_DÉTAIL DE L'EXERCICE:_ Rédigez la suite de la tribune sur l'enseignement supérieur privé lucratif, en commençant juste après l'intertitre « Faux diplômes et labels bidons ».

Au moment où s’ouvre Parcoursup, le sociologue des sciences et député LFI Arnaud Saint-Martin décrit dans cette tribune l’essor du « business honteux » de l’enseignement supérieur privé. Et pointe la responsabilité de l’Etat.

Alors que pas moins de 60 universités sur 75 pourraient se retrouver en déficit d’ici la fin de l’année prochaine, alors que le coût de la vie étudiante augmente, alors que les budgets de la recherche stagnent ou diminuent irrésistiblement d’année en année, la casse de l’université publique permet le colossal essor de l’enseignement supérieur privé lucratif. Un roc, un pic, un cap, une péninsule : jamais ce secteur n’a été si proéminent et si bien portant, engloutissant tout sur son passage, y compris les étudiants les plus précaires qui oseraient s’y aventurer.

Dans l’ambiance dynamique et pédante des salons d’orientation pour étudiants, les stands (al) loués aux formations privées (qu’elles paient parfois une petite fortune) fleurissent et se multiplient, se mêlant astucieusement aux formations publiques, en en arborant les mêmes insignes et les mêmes sigles, ne formant qu’un immense essaim d’hypothèses de chemins de vie, dans lequel il est de plus en plus aisé de se faire piquer. Les formations privées les plus obscures dépensent une petite fortune pour être présentes à ces salons, tout comme elles le font sur la plateforme de désorientation et de sélection qu’est Parcoursup.

En quatre ans, le nombre de formations privées a doublé, passant de 4 992 formations en 2020 à 9 298 aujourd’hui. Le nombre de formations publiques n’a, quant à lui, augmenté que de 15,3 % au cours de la même période. (...)

Un quart des étudiants est inscrit dans un établissement d’enseignement supérieur privé.

Rassurons-nous collectivement : les étudiants n’y sont pour rien. C’est, comme toujours, l’Etat qui organise minutieusement et financièrement la casse du public, et l’essor collatéral du privé, en oubliant sur son passage la nécessité de contrôle, l’impératif de pédagogie, la probité, l’intégrité académique, au bénéfice du profit, des grosses entreprises, et de la casse tant attendue de l’université privée par les libéraux. (...)

Les ravages sont nombreux. La DGCCRF a enquêté sur 80 établissements privés de ce type, et ses constats sont alarmants : 56 % des établissements contrôlés présentent des anomalies sur au moins un point de la réglementation : prix promotionnels mensongers, arnaques, diplômes bidons, et poudre aux yeux. C’est de la fraude organisée. Certaines formations qui ne sont pas enregistrées sur le marché Parcoursup parce qu’elles ne sont pas homologuées choisissent d’aller dans le même sens, et en pire. (...)

Faux diplômes et labels bidons (...)

_MATÉRIEL FOURNI:_
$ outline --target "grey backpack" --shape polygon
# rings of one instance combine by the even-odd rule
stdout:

_RÉPONSE CI-DESSOUS:_
Le secteur du privé est dominé par les cinq grands groupes : Galileo Global Education (qui a eu l’« honneur » d’un reportage de « Complément d’enquête », et dans lequel Muriel Pénicaud a pantouflé après leur avoir largement facilité la réforme de l’apprentissage), Omnes, EduServices, Eureka et Ionis. Ces établissements vendent à prix d’or des formations en faisant miroiter des diplômes de qualité. Les familles et les futurs étudiants, rassurés par l’utilisation des appellations AOC « République française », « diplôme universitaire », « reconnu par le rectorat », ou « labellisé » s’y inscrivent, payent, et se prennent un mur. Parce qu’il n’en est rien. Ces faux diplômes n’ont rien d’universitaire, ont des labels bidons, parfois loués, et ces formations n’ont rien à voir avec la République, si tant est qu’on omet le fait qu’elles sont largement soutenues et encouragées par son président. (...)

Il faut créer des homo œconomicus en série, serviles et corvéables par les stages et l’alternance, et bientôt l’auto-entrepreneuriat. Pour atteindre cet objectif, les chargés d’affaires ESR font financer des formations qui permettent d’employer les jeunes rapidement, et si possible, à moindres frais pour les entreprises. C’est là qu’arrive Emmanuel Macron et ses promesses inédites sur l’apprentissage. Il choisit, avec l’appui de son gouvernement, de dépenser des milliards au service d’un patronat qui n’en demandait pas tant. Macron réinvente la fordisation de l’enseignement supérieur en marche forcée. (...)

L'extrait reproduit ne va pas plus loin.